----- TASK DATA
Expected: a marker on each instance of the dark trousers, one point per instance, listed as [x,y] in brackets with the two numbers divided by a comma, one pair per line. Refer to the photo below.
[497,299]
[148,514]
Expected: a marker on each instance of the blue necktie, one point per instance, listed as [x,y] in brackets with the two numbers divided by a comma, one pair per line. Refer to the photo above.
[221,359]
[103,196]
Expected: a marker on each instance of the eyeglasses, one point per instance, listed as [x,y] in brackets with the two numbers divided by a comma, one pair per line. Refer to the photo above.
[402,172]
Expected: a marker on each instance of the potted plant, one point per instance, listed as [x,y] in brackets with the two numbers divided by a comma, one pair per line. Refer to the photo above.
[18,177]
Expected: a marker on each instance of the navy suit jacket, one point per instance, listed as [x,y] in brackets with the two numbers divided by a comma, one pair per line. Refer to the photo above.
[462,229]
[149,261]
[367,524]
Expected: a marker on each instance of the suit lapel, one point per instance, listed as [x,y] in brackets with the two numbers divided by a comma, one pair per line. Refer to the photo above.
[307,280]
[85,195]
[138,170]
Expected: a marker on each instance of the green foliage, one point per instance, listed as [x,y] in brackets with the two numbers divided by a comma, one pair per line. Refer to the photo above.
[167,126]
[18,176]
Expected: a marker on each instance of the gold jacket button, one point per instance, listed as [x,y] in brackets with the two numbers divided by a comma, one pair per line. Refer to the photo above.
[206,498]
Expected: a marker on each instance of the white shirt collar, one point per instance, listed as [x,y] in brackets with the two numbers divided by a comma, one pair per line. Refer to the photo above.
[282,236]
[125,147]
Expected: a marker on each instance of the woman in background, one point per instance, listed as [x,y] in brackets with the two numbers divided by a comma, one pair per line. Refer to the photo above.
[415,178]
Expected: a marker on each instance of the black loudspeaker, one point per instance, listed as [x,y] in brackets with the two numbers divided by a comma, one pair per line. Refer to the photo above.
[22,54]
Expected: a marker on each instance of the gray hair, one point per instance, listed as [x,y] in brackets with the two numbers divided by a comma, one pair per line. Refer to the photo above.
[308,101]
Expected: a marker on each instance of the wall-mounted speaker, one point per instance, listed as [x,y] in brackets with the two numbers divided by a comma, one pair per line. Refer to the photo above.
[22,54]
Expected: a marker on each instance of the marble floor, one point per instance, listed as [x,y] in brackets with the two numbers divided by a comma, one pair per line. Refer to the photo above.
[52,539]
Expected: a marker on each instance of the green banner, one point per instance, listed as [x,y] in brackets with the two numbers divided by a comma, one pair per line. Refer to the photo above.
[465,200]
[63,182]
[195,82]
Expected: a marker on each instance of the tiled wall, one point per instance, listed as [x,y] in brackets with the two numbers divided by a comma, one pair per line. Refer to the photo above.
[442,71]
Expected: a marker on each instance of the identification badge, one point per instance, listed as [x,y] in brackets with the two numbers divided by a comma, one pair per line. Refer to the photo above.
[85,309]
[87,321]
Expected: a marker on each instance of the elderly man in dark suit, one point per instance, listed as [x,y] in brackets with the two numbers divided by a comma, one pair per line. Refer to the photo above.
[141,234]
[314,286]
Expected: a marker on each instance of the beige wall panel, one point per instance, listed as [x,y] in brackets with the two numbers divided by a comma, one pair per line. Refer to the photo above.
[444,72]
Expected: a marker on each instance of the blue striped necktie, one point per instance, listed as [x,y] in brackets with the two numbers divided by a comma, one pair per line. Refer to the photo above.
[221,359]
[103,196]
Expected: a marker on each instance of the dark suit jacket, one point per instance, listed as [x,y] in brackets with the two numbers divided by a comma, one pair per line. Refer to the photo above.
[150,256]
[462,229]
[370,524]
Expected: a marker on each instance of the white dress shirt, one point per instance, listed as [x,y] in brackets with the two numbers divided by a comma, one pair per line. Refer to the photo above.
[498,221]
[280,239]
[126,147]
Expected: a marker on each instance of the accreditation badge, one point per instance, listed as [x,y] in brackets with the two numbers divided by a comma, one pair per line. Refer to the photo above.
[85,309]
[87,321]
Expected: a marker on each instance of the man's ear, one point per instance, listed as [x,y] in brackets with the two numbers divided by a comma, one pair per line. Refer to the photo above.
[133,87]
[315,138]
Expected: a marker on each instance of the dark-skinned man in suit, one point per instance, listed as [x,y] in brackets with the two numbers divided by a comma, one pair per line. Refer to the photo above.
----------
**WRITTEN PROBLEM**: Reproduce each entry above exactly, keeping every word.

**REPLY TO THE TASK**:
Expected: a marker on each instance of the dark trousers, one point per instance, listed as [x,y] in brackets with the two numbers divided by a comma, one pair per line. Refer to the photo below.
[497,299]
[148,514]
Expected: a marker on each instance of the blue necktie, one point per instance, listed as [x,y] in brackets with the two numbers divided by a comma, one pair per line. Refer to the photo above.
[221,359]
[103,196]
Expected: a marker on each instance of the eyeglasses, one point per instance, listed as [x,y] in brackets with the two numbers divided by a comma, one pair per line. Refer to the photo above.
[402,172]
Expected: a marker on each instance of the potted plant, one point per instance, listed as [x,y] in brackets with the two numbers divided by a comma, one pair per line. Refer to the photo above.
[18,177]
Expected: a marker on each instance of the navy suit jacket, one point per instance, listed as [x,y] in brackets with the two numbers divided by a comma, one pair per line. Refer to the photo above.
[462,229]
[149,261]
[367,524]
Expected: a marker on each instance of the suit lapel, one point per instance, listed as [x,y] in brackets with the two numbers divided by a comma, one pair per line. Refer to the photo above.
[307,280]
[85,195]
[138,170]
Expected: a marker on each instance of the green foliage, one point per instance, listed as [x,y] in brackets with the two numbers divided by a comma, one pair per line. Refer to the photo above.
[167,126]
[18,176]
Expected: a marker on each instance of the gold jacket button, one point per instance, listed as [x,y] in brackets with the two numbers divided by a comma, one pair per line. Refer to the photo above.
[206,498]
Expected: a marker on each instance of the white shirt collar, one point per instance, listed as [x,y] in brackets with the two numbers divided by a comma, one pair per line. Refer to the photo above.
[282,236]
[125,147]
Expected: a marker on each instance of the woman in background, one point per instance, listed as [x,y] in brackets with the two numbers divided by a comma, one pair per line. Refer to the photo above.
[415,178]
Expected: a marker on each instance of the black loudspeaker, one point per instance, listed as [x,y] in brackets with the two numbers divided by a comma, one pair per line. Refer to the photo above.
[22,54]
Expected: a marker on each instance of the gray hair, one point per instance, listed as [x,y] in brackets with the two numbers divided by a comma, one pair per line. Refer to the photo above.
[308,101]
Expected: a marker on each instance of the wall-mounted speaker, one point per instance, listed as [x,y] in brackets with the two numbers divided by a comma, one pair per line. Refer to the photo above.
[22,54]
Expected: a marker on each instance of the marble floor, one point per instance, listed as [x,y] in brackets with the two numbers divided by a comma, one pair per line. Refer to the photo above.
[52,539]
Expected: a marker on each instance of the green banner, one point per instance, listed as [x,y] in brackets with the two numbers divided by a comma, one pair per line. Refer to the photo above.
[465,200]
[63,182]
[195,82]
Expected: a marker on each instance of the tiled wall, one point per instance, listed as [x,y] in brackets with the two numbers divided by a comma, one pair per line. Refer to the photo above.
[442,71]
Expected: a marker on each instance of the identification badge, one point per instance, listed as [x,y] in brackets with the two numbers divided by a comma, one pair per line. Refer to the photo above.
[85,309]
[87,321]
Expected: a marker on each instance of the elderly man in dark suit, one point per instance, listed as [x,y] in brackets with the two numbers divided by a comma, one pair per line. Refer to the photo above.
[141,234]
[314,286]
Expected: a marker on each instance of the beige wall panel, one point per instance, listed as [x,y] in brackets with the two numbers divided by a comma, one pair per line. Refer to the photo above.
[444,72]
Expected: a marker on each instance of the blue striped necktie, one point per instance, listed as [x,y] in brackets with the two numbers divided by a comma, one pair per line. Refer to the photo above.
[221,359]
[103,196]
Expected: a marker on each instance of the dark suit jacket, one point per instance, listed as [x,y] in brackets with the two numbers divided by a comma, one pair per line. Refer to the photo above.
[150,256]
[462,229]
[370,524]
Expected: a marker on each instance of the white dress shirt, one point per instance, listed as [x,y] in brackets with the two numbers divided by a comma, one pair per line. Refer to the photo above.
[498,221]
[280,239]
[126,147]
Expected: a marker on each instance of the accreditation badge, one point per instance, listed as [x,y] in brackets with the two numbers divided by a comma, one pair per line. Refer to the photo above.
[85,309]
[87,321]
Expected: a marker on each instance of the man's ear, one point per instance, listed as [x,y] in brackets with the two numbers divided by a comma, one pair per line. Refer to the photo above.
[133,87]
[315,138]
Expected: a marker on each instance of the dark-skinned man in suit, one point per instance, listed as [x,y] in brackets with the two numbers divided by a comma, one pair per line. Refer to the photo above.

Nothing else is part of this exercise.